++++ Supplied text

Ldap causing boot problems

After setting up an ldap server and client on a machine running opensuse 11.3 (32 bit) it’s taking around 20 minutes to boot

It’s hanging mostly on trying to start dbus daemon, hal and nfs mounts. xinetd also fails to start

I had at first thought something from NIS which I was previously using might still be running and causing some kind of conflict but I’ve double-checked that and it’s not the case

Anyone know what I should look for that may be causing this kind of behaviour as I’ve no idea where to even start

It may be trying to resolve the account names using ldap first which will fail because you have no networking at that point but take a long time to fail. Check that the order for passwd, shadow and group in /etc/nsswitch.conf are files ldap, i.e. looks it up in /etc/passwd first.

++++++++

**What is being asked**
Extend the forum thread about slow booting after LDAP setup, picking up right after its last reply. The material after this is not needed for the task.

++++ Material shown

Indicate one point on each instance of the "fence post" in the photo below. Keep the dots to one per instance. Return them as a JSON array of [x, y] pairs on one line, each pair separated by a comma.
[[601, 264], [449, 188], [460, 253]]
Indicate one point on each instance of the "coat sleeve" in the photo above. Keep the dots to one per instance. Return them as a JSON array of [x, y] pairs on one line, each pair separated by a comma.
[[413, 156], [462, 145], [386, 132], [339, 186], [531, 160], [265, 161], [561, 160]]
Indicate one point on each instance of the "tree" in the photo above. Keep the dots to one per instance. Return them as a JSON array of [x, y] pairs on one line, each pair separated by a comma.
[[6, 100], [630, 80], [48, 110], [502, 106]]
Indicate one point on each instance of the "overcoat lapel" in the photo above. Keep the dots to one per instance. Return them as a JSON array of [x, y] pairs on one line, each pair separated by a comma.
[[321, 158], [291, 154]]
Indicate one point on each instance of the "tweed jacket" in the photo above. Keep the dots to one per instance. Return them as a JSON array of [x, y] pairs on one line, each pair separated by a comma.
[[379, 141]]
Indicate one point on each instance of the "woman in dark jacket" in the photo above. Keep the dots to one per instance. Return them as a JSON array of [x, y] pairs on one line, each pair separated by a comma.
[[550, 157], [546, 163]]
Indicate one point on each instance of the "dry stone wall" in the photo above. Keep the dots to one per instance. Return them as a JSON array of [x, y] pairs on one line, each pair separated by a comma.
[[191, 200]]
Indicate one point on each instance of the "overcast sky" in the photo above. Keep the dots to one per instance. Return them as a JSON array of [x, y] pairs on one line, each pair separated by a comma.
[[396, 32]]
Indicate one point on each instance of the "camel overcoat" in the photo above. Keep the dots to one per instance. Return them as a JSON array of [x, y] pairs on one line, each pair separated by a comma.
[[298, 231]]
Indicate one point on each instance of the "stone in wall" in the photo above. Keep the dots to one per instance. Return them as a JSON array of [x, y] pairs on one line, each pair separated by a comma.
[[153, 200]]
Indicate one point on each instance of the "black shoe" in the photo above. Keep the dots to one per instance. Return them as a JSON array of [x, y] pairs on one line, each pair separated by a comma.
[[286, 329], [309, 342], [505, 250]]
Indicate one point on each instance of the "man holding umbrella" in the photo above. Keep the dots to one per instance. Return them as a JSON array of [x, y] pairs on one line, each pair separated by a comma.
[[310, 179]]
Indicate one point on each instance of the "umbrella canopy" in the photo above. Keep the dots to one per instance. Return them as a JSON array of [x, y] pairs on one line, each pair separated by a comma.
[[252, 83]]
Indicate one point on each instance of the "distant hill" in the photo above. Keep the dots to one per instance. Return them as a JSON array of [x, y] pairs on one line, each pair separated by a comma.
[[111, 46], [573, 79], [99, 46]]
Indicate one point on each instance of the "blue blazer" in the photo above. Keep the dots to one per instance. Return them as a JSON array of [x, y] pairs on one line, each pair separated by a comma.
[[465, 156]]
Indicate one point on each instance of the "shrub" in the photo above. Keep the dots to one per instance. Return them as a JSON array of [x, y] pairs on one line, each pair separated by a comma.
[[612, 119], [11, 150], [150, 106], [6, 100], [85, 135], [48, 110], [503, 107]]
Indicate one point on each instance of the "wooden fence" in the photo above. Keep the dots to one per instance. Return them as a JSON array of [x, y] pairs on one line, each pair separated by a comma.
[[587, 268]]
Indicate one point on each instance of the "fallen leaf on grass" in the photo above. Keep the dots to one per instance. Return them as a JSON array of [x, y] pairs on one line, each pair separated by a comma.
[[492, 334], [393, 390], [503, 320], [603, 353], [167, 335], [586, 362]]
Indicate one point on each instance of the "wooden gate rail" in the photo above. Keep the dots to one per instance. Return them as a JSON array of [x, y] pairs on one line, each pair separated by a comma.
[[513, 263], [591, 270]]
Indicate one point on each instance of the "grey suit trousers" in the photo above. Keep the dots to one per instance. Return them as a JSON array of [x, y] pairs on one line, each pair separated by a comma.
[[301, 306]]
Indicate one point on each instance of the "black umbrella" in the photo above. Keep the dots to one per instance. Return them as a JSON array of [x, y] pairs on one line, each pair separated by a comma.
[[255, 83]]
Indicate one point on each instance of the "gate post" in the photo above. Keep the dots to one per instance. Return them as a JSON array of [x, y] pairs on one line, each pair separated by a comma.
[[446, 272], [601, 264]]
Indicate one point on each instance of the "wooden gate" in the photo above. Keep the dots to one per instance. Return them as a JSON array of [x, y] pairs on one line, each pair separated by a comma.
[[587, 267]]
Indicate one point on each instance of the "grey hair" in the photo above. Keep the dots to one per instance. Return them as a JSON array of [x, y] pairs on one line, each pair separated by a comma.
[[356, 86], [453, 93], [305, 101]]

++++++++

**Answer to this exercise**
You might be onto something there mate and I should have thought of it myself

All it had there was this

passwd: compat
group: compat

Changed it to

passwd: files ldap
shadow: files ldap
group: files ldap

Can’t reboot just yet though, it’s moving a whole lot of files that isn’t likely to finish before I head off to bed so I’ll check if it’s done the trick in the morning

Putting the correct values in nsswitch.conf didn’t fix anything

I found a pile of errors in /var/log/messages relating to ldap tls so I disabled tls in the ldap server and client and rebooted again, still hanging on dbus but not on hal and xinetd started ok

A further look in /var/log/messages turned these up

Oct 31 12:42:37 gazelle dbus-daemon: nss_ldap: failed to bind to LDAP server ldap://localhost: Can’t contact LDAP server
Oct 31 12:42:37 gazelle dbus-daemon: nss_ldap: could not search LDAP server - Server is unavailable

Oct 31 12:42:40 gazelle slapd[2744]: @(#) $OpenLDAP: slapd 2.4.21 (Jul 5 2010 13:34:44) $#012#011abuild@build24:/usr/src/packages/BUILD/openldap-2.4.21/servers/slapd

So it looks to me as if dbus is starting before slapd which would explain it hanging (should slapd be starting before dbus and how would I change that?)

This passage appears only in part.